**Excerpted passage**.
=-=-=-=-=

Explaination of arguments

Learning Rate

This is how hard the model tries to fit the data

Batch size

How much data to simultaniously do at once

Exit loss

Stop training if loss falls below this number

Dataset walk

How to sample the dataset for batches

values are:

random: just get some random lines for each batch

sequential: do everything in order

shuffled: randomize the order, but dont repeat anything

Model url

if the file does not exist, download from this file location

Data url

if the jsonl file does not exist, download it.

Huggingface dataset

Loads a huggingface dataset and puts it into a jsonl format, takes precedence over data url

Model location

Path to model file

Data path

Path to jsonl file

Save filename

path to save the tuned state to

Prompt cutoff

Only look at the last X tokens of the prompt, this saves you from oom, -1 to disable

Completion cutoff

Only look at the first X tokens of completion, this saves you from oom, -1 to disable

Max time

End training after this many seconds

Prompt formatter

Format the prompt into something more palatable for the model, {x} is replaced with that key in the jsonl

prompt is masked during training.

Response formatter

Format the response into something more palatable for the model, {x} is replaced with that key in the jsonl

Required VRAM

1B5: 8GB

More data incoming

Explaination on output format

output file is as such, with tensor dimensions

{
    "blocks.0.ffn.shift.state": (1,1,dims),
    "blocks.0.att.shift.state": (1,1,dims),
    "blocks.0.att.wkvstae" : (heads, dims/heads, dims/heads),
    "blocks.1.ffn.shift.sta..."
}

Debugging transpositions

Some implementations may handle the state with the last two dimensions transposed,

you may need to do .transpose(-1,-2) for your implementation

=-=-=-=-=

Quote the text on training arguments, starting at "Prompt formatter" and ending at "masked during training.". You will not need the records that come after the text.

=-=-=-=-=

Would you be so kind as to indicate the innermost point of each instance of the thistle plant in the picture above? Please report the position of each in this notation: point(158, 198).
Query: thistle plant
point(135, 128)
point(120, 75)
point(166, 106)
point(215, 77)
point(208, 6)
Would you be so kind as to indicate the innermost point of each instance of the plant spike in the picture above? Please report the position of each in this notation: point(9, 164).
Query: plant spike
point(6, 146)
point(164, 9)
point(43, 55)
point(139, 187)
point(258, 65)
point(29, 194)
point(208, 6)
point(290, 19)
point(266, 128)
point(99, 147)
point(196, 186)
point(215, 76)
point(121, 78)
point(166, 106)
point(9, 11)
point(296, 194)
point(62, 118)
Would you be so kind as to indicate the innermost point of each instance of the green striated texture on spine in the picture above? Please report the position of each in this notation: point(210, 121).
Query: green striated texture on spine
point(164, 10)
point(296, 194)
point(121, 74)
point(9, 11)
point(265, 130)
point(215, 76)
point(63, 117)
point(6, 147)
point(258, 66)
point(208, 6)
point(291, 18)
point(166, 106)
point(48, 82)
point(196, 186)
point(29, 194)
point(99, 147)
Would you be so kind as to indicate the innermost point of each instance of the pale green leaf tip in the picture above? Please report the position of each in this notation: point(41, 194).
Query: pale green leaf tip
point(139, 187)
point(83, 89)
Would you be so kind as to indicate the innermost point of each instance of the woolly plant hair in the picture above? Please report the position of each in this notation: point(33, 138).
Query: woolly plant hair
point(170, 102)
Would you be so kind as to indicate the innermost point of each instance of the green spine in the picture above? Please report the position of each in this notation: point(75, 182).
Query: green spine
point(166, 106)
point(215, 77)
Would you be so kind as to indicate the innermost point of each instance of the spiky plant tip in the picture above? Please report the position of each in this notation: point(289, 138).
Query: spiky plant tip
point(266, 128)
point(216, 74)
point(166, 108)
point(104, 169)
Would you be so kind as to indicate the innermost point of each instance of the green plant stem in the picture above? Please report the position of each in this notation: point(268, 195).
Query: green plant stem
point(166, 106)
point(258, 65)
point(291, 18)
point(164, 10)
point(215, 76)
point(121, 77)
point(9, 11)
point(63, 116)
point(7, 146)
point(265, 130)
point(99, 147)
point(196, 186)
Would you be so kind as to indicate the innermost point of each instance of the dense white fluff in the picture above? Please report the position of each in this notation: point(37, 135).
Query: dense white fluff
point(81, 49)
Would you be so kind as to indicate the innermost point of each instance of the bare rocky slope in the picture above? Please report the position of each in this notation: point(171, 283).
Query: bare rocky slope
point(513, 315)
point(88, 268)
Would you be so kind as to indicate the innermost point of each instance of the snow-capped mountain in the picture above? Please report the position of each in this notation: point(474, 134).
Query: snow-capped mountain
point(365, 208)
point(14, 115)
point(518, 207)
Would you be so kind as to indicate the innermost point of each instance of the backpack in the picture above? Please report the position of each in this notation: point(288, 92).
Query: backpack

=-=-=-=-=

**Task output**.
Prompt formatter

Format the prompt into something more palatable for the model, {x} is replaced with that key in the jsonl

prompt is masked during training.